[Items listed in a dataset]
* BEGIN *

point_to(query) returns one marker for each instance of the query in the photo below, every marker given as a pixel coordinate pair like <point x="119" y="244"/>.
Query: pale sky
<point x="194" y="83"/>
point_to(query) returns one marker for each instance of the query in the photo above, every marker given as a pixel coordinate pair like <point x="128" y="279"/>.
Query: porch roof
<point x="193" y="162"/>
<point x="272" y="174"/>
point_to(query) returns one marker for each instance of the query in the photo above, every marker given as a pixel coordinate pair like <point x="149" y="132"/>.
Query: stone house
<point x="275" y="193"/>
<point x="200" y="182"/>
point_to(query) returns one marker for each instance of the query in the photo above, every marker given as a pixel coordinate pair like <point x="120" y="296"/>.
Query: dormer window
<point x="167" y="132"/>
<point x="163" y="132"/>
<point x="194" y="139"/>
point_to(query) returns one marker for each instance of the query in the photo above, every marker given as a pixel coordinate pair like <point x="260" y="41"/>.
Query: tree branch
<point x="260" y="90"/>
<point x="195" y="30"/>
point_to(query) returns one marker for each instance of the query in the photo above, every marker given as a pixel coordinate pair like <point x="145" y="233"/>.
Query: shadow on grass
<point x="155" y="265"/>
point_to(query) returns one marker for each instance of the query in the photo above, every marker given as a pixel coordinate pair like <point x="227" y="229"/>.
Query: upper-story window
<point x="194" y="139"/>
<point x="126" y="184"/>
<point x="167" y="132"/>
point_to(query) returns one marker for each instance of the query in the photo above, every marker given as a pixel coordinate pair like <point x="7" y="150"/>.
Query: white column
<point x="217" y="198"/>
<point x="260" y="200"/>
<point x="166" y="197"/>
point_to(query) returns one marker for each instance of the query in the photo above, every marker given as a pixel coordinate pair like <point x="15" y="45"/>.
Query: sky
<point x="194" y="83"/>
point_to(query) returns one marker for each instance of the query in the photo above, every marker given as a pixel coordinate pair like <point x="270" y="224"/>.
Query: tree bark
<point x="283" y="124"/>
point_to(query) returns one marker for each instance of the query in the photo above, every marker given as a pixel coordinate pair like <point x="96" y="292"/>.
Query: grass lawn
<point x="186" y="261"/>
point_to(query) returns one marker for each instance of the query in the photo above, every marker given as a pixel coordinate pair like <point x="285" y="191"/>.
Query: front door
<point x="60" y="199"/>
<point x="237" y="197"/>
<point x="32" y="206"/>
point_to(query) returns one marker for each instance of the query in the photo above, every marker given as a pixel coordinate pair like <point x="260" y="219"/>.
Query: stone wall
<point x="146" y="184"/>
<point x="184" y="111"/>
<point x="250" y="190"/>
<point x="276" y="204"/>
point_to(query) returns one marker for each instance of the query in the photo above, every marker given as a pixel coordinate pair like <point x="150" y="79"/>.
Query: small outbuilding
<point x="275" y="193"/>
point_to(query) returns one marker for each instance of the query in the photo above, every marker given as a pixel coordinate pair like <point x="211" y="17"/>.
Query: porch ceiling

* END *

## Problem to solve
Every record above should be output exactly.

## Solution to the exercise
point_to(query) returns one marker for each instance of the query in the photo below, every marker given as a pixel coordinate pair like <point x="119" y="244"/>.
Query: pale sky
<point x="194" y="83"/>
point_to(query) returns one marker for each instance of the query in the photo above, every marker given as a pixel coordinate pair like <point x="128" y="279"/>.
Query: porch roof
<point x="193" y="162"/>
<point x="272" y="174"/>
point_to(query) returns one marker for each instance of the query in the photo above, every marker given as a pixel coordinate pair like <point x="149" y="132"/>.
Query: stone house
<point x="275" y="193"/>
<point x="200" y="182"/>
point_to(query) returns one marker for each instance of the query in the photo above, every marker given as a pixel coordinate pair like <point x="120" y="296"/>.
Query: dormer window
<point x="167" y="132"/>
<point x="163" y="132"/>
<point x="194" y="139"/>
point_to(query) returns one marker for each instance of the query in the photo above, every marker given as a pixel coordinate pair like <point x="260" y="41"/>.
Query: tree branch
<point x="260" y="90"/>
<point x="195" y="30"/>
point_to(query) returns one marker for each instance of the query in the photo above, every marker given as a pixel coordinate pair like <point x="145" y="233"/>.
Query: shadow on grass
<point x="155" y="265"/>
point_to(query) returns one marker for each instance of the query in the photo above, every marker given as a pixel coordinate pair like <point x="227" y="229"/>.
Query: upper-story window
<point x="194" y="139"/>
<point x="126" y="184"/>
<point x="167" y="132"/>
point_to(query) returns one marker for each instance of the query in the photo above, every marker given as a pixel coordinate pair like <point x="7" y="150"/>.
Query: white column
<point x="217" y="198"/>
<point x="260" y="200"/>
<point x="166" y="197"/>
point_to(query) returns one marker for each instance of the query in the photo above, every marker given as a pixel coordinate pair like <point x="15" y="45"/>.
Query: sky
<point x="194" y="83"/>
point_to(query) returns one marker for each instance of the query in the photo above, every marker given as a pixel coordinate pair like <point x="270" y="224"/>.
Query: tree bark
<point x="283" y="124"/>
point_to(query) returns one marker for each instance of the query in the photo above, every marker given as a pixel coordinate pair like <point x="96" y="292"/>.
Query: grass lawn
<point x="186" y="261"/>
point_to(query) returns one marker for each instance of the query in the photo above, every marker given as a pixel coordinate pair like <point x="285" y="191"/>.
Query: front door
<point x="60" y="199"/>
<point x="237" y="197"/>
<point x="32" y="206"/>
point_to(query) returns one marker for each instance of the query in the photo above, every marker given as a pixel coordinate pair like <point x="260" y="219"/>.
Query: stone wall
<point x="146" y="184"/>
<point x="184" y="111"/>
<point x="250" y="190"/>
<point x="276" y="204"/>
point_to(query) returns one marker for each instance of the query in the photo above, every marker given as a pixel coordinate pair like <point x="150" y="79"/>.
Query: small outbuilding
<point x="275" y="193"/>
point_to(query) returns one marker for each instance of the query in the photo above, every marker given as a pixel coordinate pair like <point x="211" y="17"/>.
Query: porch ceiling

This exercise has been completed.